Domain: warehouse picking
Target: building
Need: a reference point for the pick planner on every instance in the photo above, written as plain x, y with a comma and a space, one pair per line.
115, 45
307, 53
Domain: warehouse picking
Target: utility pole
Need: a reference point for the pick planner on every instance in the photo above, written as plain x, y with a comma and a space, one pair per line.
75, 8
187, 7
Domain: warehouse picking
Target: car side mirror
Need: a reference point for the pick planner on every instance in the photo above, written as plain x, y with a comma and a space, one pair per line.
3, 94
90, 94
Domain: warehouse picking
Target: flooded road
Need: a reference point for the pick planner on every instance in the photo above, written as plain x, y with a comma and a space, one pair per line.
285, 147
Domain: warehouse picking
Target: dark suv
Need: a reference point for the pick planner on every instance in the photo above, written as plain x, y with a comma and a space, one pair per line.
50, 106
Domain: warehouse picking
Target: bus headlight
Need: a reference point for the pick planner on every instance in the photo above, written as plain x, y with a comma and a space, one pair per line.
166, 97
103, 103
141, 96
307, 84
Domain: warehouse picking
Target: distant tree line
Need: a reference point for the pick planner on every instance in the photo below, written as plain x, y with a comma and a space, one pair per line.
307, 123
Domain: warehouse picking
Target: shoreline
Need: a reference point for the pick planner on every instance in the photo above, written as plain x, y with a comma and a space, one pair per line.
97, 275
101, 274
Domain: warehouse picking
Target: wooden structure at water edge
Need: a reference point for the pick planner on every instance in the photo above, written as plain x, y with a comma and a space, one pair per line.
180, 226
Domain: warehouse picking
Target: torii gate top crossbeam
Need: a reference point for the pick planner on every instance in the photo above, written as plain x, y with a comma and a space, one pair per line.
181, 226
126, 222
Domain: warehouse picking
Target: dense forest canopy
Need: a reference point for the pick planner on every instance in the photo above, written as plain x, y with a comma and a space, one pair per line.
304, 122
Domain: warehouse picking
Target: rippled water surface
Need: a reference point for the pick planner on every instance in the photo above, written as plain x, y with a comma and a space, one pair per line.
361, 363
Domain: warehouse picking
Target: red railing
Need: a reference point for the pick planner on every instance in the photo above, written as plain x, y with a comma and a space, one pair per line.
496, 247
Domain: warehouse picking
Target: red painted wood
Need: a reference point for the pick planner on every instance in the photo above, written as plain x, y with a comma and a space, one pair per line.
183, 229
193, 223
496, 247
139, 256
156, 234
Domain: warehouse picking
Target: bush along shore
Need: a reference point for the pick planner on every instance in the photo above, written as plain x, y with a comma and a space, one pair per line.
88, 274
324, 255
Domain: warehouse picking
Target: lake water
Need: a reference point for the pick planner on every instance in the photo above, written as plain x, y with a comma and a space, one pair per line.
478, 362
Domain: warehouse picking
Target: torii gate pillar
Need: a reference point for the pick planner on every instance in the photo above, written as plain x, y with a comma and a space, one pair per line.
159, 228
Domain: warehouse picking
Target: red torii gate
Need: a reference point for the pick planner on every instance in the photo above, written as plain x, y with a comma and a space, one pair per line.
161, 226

- - - - -

Stated problem: Write out all the entries exactly.

Result of the exercise:
Domain: warehouse picking
Target: building
Need: a reference point for the pick planner on every instance in the photo above, written as plain x, y with a comma and a space, one pair per line.
115, 45
307, 53
Domain: warehouse picking
Target: utility pole
Need: a reference point for the pick planner on every instance in the photo above, written as plain x, y with a comma and a space, one pair per line.
75, 8
187, 7
Domain: warehouse picking
Target: car side mirror
Need: a reference point for the pick planner on every instance in the photo above, written as plain x, y with a comma and a space, one pair per line.
3, 94
90, 94
Domain: warehouse picking
Target: flooded road
Need: a reference point for the pick planner on every instance in the photo above, written as plain x, y with a comma and a space, one pair per line.
285, 147
Domain: warehouse picking
Target: dark suv
Need: a reference point for the pick planner on every instance in the photo above, written as plain x, y with a comma and a space, one pair per line.
50, 106
Domain: warehouse picking
Target: bus headlight
Need: a reference point for the pick planner on every instance in the photo above, written as plain x, y with a comma and a space, one pair per line.
166, 97
103, 103
141, 96
307, 84
Domain: warehouse picking
Target: distant tree line
Need: a reference point for the pick planner on every instance in the photo below, written as plain x, y with a comma and a space, one pair per line.
307, 123
Domain: warehouse picking
Target: shoreline
Need: a reference point for the pick planner on every instance in the photo above, written as plain x, y with a comma and a space, one pair per line.
97, 275
101, 274
Domain: warehouse picking
Target: wooden structure at water edge
Need: a reference point for the pick planner on every instance in the photo above, written as plain x, y with a comma and a space, one pair per line.
180, 226
Domain: warehouse picking
Target: torii gate top crossbeam
Need: a reference point for the pick planner on every instance in the photo above, written as plain x, y with a comma and a space, one pair per line.
181, 226
126, 222
Domain: warehouse picking
Target: dense forest canopy
Need: a reference point for the pick planner on every instance in the photo above, written as plain x, y with a comma and a space, one pair per line.
304, 122
Domain: warehouse picking
Target: rippled water surface
Need: a reference point for the pick planner on every instance in the photo above, written as plain x, y with a comma and a space, one pair per line.
361, 363
Domain: warehouse picking
Target: red railing
Need: a reference point for the pick planner on every instance in the photo above, written as plain x, y with a comma and a space, one pair per line.
496, 247
Domain: warehouse picking
Target: red painted wood
Need: a reference point for the pick planner on every instance in the photo above, written as plain x, y with a comma and a space, one pair per line.
183, 229
193, 223
496, 247
139, 256
156, 234
Domain: warehouse picking
Target: bush along shore
Need: a reference point for the pick planner on every instance in the photo above, written as plain x, y with a comma and a space, one pair per line.
88, 274
324, 255
Domain: warehouse picking
Target: lake water
Need: a reference point for the pick planner on every instance in the photo above, written as plain x, y with a comma and a space, one pair per line.
478, 362
Domain: warehouse picking
Target: torii gate pillar
Need: a reference point for the pick planner on every instance in the photo above, written as plain x, y with a comma and a space, one pair per line.
159, 228
Domain: warehouse picking
Target: red torii gate
Need: a reference point for the pick planner on every instance in the photo above, written as plain x, y with a comma and a space, one pair per line.
161, 226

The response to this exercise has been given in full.